# Exercise inputs start

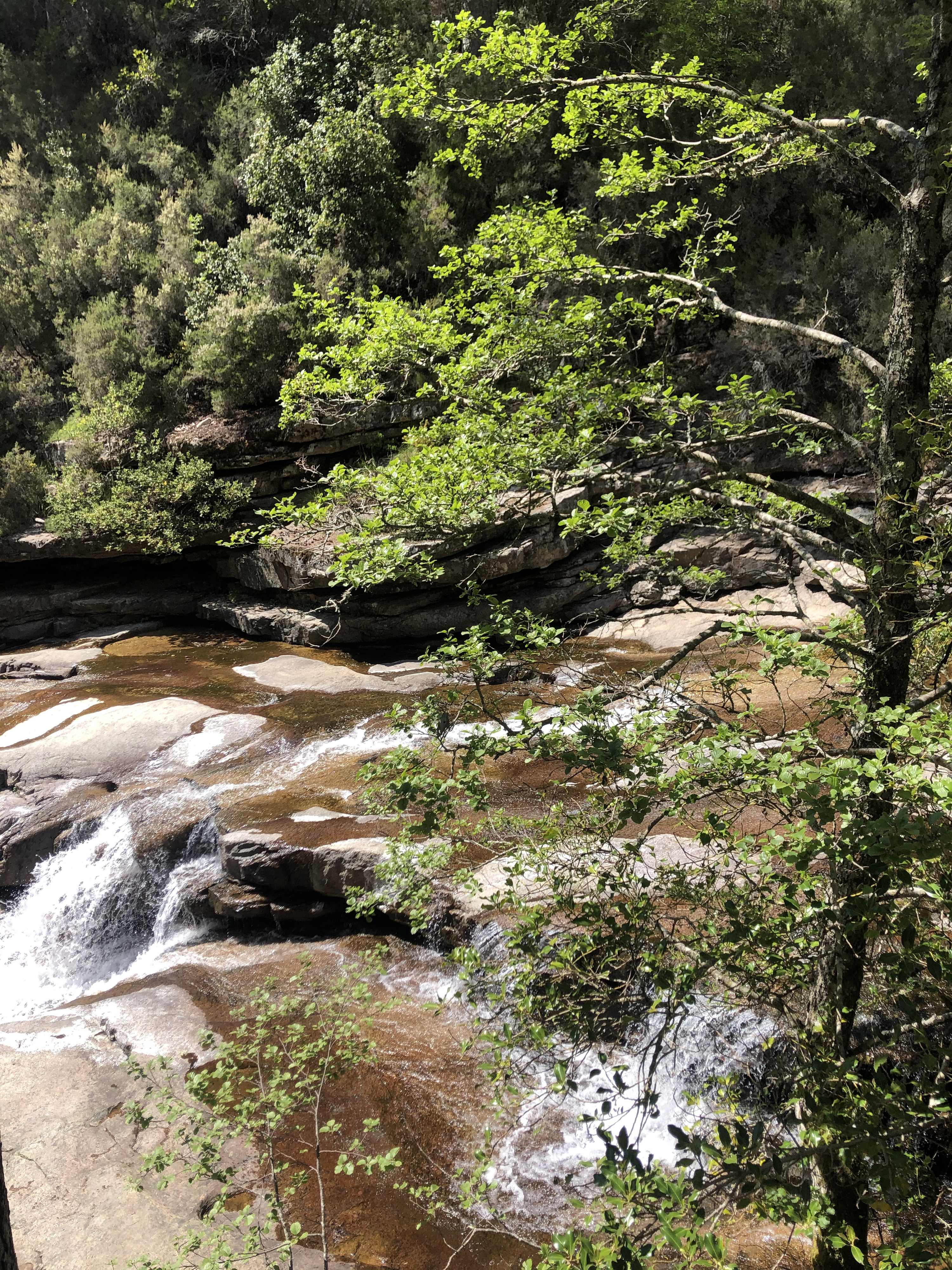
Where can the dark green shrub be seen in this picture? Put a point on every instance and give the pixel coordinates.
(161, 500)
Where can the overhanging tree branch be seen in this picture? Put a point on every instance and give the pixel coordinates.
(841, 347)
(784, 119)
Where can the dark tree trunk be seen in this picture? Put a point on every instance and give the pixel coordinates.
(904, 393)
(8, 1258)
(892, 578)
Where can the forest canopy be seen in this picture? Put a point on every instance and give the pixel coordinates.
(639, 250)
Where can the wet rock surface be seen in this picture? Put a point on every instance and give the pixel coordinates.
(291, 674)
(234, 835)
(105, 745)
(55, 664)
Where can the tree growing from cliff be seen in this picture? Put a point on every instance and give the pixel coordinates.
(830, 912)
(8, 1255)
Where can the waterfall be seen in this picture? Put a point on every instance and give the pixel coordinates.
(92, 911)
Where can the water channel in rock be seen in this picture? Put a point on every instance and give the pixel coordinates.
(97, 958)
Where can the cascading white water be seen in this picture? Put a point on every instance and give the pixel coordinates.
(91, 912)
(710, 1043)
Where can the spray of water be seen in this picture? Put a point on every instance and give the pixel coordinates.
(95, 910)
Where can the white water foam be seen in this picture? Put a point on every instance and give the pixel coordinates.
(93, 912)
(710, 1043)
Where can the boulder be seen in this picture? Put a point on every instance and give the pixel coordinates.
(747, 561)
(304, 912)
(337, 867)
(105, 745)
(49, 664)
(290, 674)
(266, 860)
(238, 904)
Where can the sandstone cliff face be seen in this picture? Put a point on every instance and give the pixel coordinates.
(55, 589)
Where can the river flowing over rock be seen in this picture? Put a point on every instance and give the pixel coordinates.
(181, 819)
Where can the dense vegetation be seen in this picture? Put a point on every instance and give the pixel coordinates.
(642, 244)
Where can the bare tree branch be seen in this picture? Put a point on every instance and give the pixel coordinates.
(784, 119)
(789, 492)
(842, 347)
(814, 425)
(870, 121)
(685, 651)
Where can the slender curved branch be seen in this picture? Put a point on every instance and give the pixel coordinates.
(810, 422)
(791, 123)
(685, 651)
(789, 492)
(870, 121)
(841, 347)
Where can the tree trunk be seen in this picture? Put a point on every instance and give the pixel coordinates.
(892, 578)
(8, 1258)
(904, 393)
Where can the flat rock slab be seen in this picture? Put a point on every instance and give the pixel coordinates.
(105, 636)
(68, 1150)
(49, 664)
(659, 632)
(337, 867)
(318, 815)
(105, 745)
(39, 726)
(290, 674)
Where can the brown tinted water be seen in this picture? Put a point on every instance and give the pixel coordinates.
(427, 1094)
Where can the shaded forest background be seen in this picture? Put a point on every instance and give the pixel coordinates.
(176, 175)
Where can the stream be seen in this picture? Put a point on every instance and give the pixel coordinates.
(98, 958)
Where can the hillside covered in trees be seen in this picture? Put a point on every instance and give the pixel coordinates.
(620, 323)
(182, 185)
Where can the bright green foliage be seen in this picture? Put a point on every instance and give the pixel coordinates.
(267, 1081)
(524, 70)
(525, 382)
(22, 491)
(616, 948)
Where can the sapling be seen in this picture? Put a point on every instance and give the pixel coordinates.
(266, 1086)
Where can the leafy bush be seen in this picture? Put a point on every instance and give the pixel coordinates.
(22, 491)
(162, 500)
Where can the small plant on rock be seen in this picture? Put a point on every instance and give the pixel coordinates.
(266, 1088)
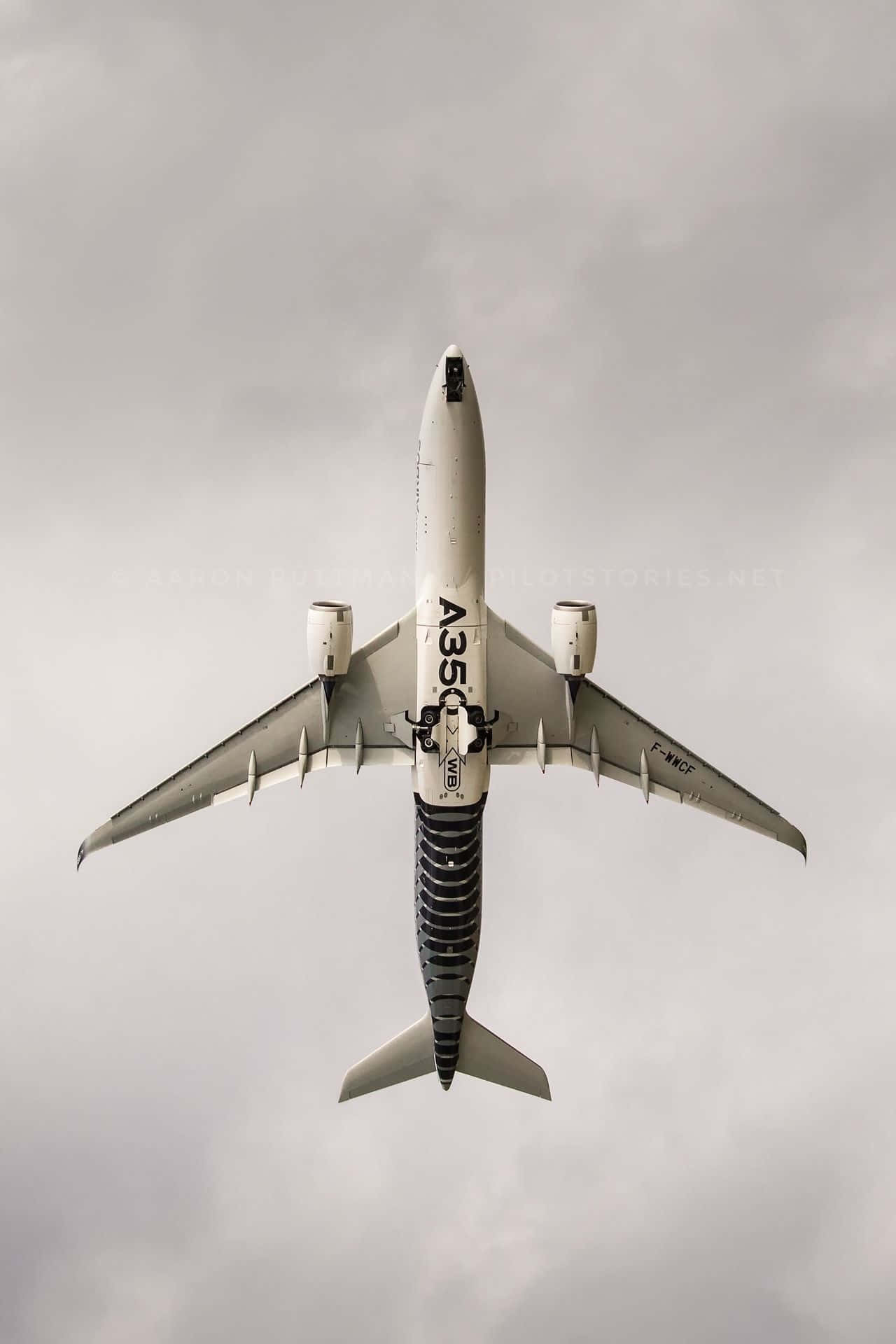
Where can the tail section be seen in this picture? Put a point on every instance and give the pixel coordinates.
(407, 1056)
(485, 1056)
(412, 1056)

# Exercise inputs end

▸ Brief
Convert every line of the material above into a Markdown table with the columns "No." and "Line", numbering each row and skipping blank lines. Omit the pictures from your table.

▸ In response
| No. | Line |
|---|---|
| 1 | Where can the dark green shrub be seen in this picture? Put a point on every instance and give the pixel coordinates. |
| 2 | (161, 500) |
| 3 | Where can the overhanging tree branch be seen in this picture? Put a point on every instance and give the pixel coordinates. |
| 4 | (841, 347) |
| 5 | (784, 119) |
| 6 | Where can the dark tree trunk be seen in this picture? Put a point on every instance and give the pixel coordinates. |
| 7 | (904, 393) |
| 8 | (8, 1258) |
| 9 | (892, 578) |
| 10 | Where can the forest canopy be seen in this picture? Put a point on every instance and give the pixel coordinates. |
| 11 | (639, 250) |
| 12 | Where can the wet rock surface be seen in this picture? Put a point on every instance and give the pixel coordinates. |
| 13 | (291, 674) |
| 14 | (234, 835) |
| 15 | (105, 745) |
| 16 | (55, 664) |
| 17 | Where can the tree growing from cliff be seen in this picture? Put a point on every instance and give the pixel coordinates. |
| 18 | (830, 912) |
| 19 | (8, 1255) |
| 20 | Where can the waterfall be seen in this picture? Put a point on every instance and give the pixel coordinates. |
| 21 | (92, 911) |
| 22 | Where can the water channel in rock be seen in this picture? Put a point on every instance and give the pixel coordinates. |
| 23 | (97, 958) |
| 24 | Where can the cascading white water be seen in this picture? Put a point on every instance and give the pixel coordinates. |
| 25 | (91, 912) |
| 26 | (710, 1043) |
| 27 | Where can the spray of water be seen in this picture? Put a point on every instance and give the pixel coordinates. |
| 28 | (95, 910) |
| 29 | Where can the white water foam be seen in this picture? Put a point on every instance and give the pixel coordinates. |
| 30 | (93, 912) |
| 31 | (710, 1043) |
| 32 | Where can the boulder be seen in this picture? Put a point on every instance and give the pixel coordinates. |
| 33 | (747, 561) |
| 34 | (304, 912) |
| 35 | (337, 867) |
| 36 | (105, 745) |
| 37 | (49, 664) |
| 38 | (290, 674) |
| 39 | (266, 860) |
| 40 | (238, 904) |
| 41 | Where can the sandstone cliff face be seen in this picture? Put a point on every instance and give the pixel coordinates. |
| 42 | (55, 589) |
| 43 | Where can the river flowing over rock be seen in this picture? Put a point on every instance and give the pixel coordinates. |
| 44 | (181, 819) |
| 45 | Where can the dense vegetation be seen in this picture? Put a point on every instance and give the pixel coordinates. |
| 46 | (642, 244) |
| 47 | Where can the bare tree branch be seen in this picture? Put a point on every instance and give the pixel coordinates. |
| 48 | (784, 119) |
| 49 | (789, 492) |
| 50 | (842, 347) |
| 51 | (814, 425) |
| 52 | (870, 121) |
| 53 | (685, 651) |
| 54 | Where can the slender curved branch be seen in this picture? Put a point on every instance and give the pixel coordinates. |
| 55 | (810, 422) |
| 56 | (791, 123) |
| 57 | (685, 651) |
| 58 | (789, 492) |
| 59 | (870, 121) |
| 60 | (841, 347) |
| 61 | Where can the tree trunk be seen in this picture? Put a point on every instance and give the pixel coordinates. |
| 62 | (892, 578) |
| 63 | (8, 1258) |
| 64 | (904, 393) |
| 65 | Where can the flat rock slab be seen in this picture? Put a point on every instance and give the pixel coordinates. |
| 66 | (105, 636) |
| 67 | (68, 1150) |
| 68 | (49, 664) |
| 69 | (659, 632) |
| 70 | (337, 867) |
| 71 | (318, 815) |
| 72 | (105, 745) |
| 73 | (39, 726) |
| 74 | (290, 674) |
| 75 | Where can the brown tinted water be seen in this picture? Put a point on every instance and give the pixel coordinates. |
| 76 | (427, 1094) |
| 77 | Where can the shaded forest background be seen in this picture? Put a point on every instance and give the pixel coordinates. |
| 78 | (176, 175) |
| 79 | Where can the stream be seen in this picture? Put a point on every instance and give the pixel coordinates. |
| 80 | (98, 958) |
| 81 | Where can the hillside covered in trees be seen in this picture? Put a point on every instance and give the pixel coordinates. |
| 82 | (620, 323) |
| 83 | (182, 185) |
| 84 | Where can the bright green foliage be seen in this picture? Put a point on every instance and give the pixel coordinates. |
| 85 | (267, 1081) |
| 86 | (524, 70) |
| 87 | (525, 382) |
| 88 | (22, 491) |
| 89 | (616, 948) |
| 90 | Where can the sapling be seen in this picture? Put a point on every instance and give the pixel coordinates. |
| 91 | (266, 1086) |
| 92 | Where can the leafy bush be seen in this picture? Put a point on every instance and give the pixel coordinates. |
| 93 | (22, 491) |
| 94 | (162, 500) |
| 95 | Where can the small plant on rock be seen in this picture? Put a point on every instance and give the pixel coordinates. |
| 96 | (266, 1088) |
| 97 | Where can the tail section be seen in this picture? Put a point on every instance and give the pixel coordinates. |
| 98 | (407, 1056) |
| 99 | (485, 1056) |
| 100 | (412, 1056) |